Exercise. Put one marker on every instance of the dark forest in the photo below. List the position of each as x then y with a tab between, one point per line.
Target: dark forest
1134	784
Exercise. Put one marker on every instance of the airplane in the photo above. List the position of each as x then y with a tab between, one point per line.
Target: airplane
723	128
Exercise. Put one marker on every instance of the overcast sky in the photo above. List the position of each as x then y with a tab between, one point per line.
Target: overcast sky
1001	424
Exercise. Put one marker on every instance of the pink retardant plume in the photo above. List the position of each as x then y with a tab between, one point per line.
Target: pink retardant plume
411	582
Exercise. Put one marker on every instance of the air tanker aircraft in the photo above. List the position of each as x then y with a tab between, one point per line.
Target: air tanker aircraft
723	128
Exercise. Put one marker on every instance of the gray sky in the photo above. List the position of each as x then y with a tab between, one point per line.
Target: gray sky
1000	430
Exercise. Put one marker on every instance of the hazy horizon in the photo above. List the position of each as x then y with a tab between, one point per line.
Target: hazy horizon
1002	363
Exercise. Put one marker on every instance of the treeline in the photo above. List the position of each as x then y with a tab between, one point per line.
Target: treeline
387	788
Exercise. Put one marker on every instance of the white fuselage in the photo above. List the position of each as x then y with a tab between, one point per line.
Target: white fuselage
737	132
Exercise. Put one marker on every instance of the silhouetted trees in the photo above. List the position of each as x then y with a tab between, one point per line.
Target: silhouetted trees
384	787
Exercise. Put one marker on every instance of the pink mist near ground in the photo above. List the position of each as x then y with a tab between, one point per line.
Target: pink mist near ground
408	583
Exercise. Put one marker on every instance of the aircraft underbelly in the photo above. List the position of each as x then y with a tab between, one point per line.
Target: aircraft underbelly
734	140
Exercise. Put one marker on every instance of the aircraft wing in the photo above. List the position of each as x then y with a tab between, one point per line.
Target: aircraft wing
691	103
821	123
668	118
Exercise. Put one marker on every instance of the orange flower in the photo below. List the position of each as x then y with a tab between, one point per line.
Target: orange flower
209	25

+===+

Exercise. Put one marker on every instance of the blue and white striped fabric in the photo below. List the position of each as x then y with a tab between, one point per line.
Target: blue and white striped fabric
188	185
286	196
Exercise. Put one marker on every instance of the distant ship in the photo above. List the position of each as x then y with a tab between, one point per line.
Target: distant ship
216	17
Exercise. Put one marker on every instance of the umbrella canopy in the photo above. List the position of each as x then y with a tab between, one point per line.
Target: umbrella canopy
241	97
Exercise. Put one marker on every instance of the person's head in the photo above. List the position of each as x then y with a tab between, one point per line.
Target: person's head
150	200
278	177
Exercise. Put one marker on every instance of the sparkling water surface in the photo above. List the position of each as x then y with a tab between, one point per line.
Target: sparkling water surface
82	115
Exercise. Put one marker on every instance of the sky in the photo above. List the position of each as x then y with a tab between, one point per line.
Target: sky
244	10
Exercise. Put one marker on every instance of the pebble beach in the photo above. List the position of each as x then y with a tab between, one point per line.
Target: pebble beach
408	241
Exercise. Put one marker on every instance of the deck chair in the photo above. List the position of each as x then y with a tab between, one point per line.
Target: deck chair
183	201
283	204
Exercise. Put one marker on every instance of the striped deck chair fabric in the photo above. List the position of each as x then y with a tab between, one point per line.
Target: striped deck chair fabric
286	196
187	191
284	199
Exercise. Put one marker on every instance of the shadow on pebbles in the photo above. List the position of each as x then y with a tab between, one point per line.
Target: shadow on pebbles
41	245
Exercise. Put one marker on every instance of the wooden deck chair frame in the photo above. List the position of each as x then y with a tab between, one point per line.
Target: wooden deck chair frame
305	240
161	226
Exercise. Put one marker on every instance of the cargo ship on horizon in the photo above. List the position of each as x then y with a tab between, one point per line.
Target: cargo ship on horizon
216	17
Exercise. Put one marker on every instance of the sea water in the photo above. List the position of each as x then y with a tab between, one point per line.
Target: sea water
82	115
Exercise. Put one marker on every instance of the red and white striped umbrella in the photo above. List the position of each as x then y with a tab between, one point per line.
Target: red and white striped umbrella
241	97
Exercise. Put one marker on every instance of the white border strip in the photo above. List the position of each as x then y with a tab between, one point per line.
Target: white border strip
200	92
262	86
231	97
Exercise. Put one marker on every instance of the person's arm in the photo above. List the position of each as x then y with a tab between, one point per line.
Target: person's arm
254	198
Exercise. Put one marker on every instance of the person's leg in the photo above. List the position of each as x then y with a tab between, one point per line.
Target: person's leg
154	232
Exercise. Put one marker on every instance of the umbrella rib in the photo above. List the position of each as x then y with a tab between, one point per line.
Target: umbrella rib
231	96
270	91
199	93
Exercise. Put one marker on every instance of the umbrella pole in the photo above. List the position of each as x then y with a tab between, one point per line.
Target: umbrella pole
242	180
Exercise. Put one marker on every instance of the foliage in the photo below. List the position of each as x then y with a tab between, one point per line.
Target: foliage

+===+

WHAT IS ASKED →
Go through the lines above and copy out each one that contains the string "sparkling".

SOLVED EXERCISE →
Exercise. Put one marker on every instance of the sparkling water surface in the photo above. List the position of each as x then y with a tab between, one point per line.
Target: sparkling water surface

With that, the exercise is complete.